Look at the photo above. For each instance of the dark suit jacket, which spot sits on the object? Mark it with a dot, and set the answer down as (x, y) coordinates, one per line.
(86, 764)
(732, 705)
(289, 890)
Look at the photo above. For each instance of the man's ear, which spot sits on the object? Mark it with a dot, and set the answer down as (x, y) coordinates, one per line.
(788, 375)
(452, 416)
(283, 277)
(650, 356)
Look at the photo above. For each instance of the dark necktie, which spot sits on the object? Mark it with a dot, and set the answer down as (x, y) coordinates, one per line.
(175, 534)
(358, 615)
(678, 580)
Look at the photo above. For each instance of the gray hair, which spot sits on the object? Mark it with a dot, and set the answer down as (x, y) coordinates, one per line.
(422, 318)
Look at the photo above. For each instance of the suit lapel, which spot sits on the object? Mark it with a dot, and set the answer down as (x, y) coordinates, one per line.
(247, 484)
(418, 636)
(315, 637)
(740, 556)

* * * *

### TASK TO COMPLETE
Copy out everything from the entry line containing "Look at the photo above. For each instance of the suit" down to the last line of the entries, reproducing each line word for word.

### RESPONSE
Look at the photo above. For each instance of the suit lapel, which spot sits on the object? Mark it with a dot, and set the answer down as (x, y) coordinates, one per line.
(247, 484)
(418, 636)
(315, 637)
(740, 556)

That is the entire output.